# [Supplied passage]
----
Walking on Fire: The Shaping Force of Emotion in Writing Drama
Jim Linnell
Southern Illinois University Press, 2011
Library of Congress PN1661.L45 2011 | Dewey Decimal 808.2

In this bold new way of looking at dramatic structure, Jim Linnell establishes the central role of emotional experience in the conception, execution, and reception of plays. Walking on Fire: The Shaping Force of Emotion in Writing Drama examines dramatic texts through the lens of human behavior to identify the joining of event and emotion in a narrative, defined by Linnell as emotional form.

Effectively building on philosophy, psychology, and critical theory in ways useful to both scholars and practitioners, Linnell unfolds the concept of emotional form as the key to understanding the central shaping force of drama. He highlights the Dionysian force of human emotion in the writer as the genesis for creative work and articulates its power to determine narrative outcomes and audience reaction.
----
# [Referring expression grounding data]
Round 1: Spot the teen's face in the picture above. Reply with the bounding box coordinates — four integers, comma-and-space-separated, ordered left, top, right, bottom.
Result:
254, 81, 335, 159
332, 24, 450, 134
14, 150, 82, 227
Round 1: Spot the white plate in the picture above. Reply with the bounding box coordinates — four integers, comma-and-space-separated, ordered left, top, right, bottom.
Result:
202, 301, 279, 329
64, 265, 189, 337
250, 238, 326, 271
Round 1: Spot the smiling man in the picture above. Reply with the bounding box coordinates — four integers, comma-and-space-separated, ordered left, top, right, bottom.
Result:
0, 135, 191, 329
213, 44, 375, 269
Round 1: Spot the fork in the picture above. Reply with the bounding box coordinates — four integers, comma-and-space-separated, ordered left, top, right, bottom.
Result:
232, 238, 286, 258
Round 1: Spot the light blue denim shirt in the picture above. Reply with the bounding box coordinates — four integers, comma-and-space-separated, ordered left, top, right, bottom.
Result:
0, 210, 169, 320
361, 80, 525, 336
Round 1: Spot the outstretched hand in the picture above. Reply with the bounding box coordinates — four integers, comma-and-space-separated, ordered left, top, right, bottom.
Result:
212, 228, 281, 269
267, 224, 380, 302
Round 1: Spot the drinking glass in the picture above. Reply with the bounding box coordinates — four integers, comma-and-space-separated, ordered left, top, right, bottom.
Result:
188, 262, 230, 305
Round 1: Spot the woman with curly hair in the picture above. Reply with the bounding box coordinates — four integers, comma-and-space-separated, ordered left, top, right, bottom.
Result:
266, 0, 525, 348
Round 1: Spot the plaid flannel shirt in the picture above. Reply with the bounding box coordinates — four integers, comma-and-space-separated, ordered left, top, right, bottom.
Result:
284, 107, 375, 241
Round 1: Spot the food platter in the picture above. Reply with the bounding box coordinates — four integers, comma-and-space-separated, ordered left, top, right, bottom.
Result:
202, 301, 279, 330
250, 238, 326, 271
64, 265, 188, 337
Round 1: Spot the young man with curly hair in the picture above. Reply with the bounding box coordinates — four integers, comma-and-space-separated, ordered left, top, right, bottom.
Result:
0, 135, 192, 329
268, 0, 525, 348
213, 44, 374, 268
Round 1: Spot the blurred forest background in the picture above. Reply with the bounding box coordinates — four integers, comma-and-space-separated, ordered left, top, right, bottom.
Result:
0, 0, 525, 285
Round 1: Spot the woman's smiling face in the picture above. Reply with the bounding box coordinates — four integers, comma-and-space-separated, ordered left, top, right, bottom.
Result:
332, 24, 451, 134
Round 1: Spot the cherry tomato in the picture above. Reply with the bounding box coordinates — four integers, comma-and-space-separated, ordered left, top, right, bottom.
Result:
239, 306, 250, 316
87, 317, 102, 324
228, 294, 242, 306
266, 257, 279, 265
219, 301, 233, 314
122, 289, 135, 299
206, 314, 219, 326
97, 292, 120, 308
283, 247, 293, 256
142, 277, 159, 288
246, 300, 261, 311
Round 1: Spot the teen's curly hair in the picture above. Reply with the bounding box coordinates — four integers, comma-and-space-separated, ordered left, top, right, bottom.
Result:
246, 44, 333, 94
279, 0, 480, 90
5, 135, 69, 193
----
# [Exercise 1]
According to the book description, what is emotional form, and why does Linnell treat it as important to drama?
# [Exercise 2]
Please write the next part of the book description, beginning after its final sentence.

# [Task output 1]
Emotional form is the joining of event and emotion in a narrative. Linnell presents it as the key to understanding the central shaping force of drama.

# [Task output 2]
Walking on Fire contains writing exercises to open up playwrights to the emotional realities and challenges of their work. Additionally, each chapter offers case studies of traditional and nonlinear plays in the known canon that allow readers to evaluate the construction of these works and the authors’ practices and intentions through an xamination of the emotional form embedded in the central characters’ language, thoughts, and behaviors. The plays discussed include Henrik Ibsen’s A Doll’s House, William Shakespeare’s Hamlet, Athol Fugard’s “MASTER HAROLD”. . .and the boys, Donald Margulies’s The Loman Family Picnic, Harold Pinter’s The Birthday Party, and Tony Kushner’s Angels in America. 

Walking on Fire
opens up new conversations about content and emotion for writers and offers exciting answers to the questions of why we make drama and why we connect to it. Linnell’s userfriendly theory and passionate approach create a framework for understanding the links between the writer’s work in creating the text, the text itself, and the audience’s engagement.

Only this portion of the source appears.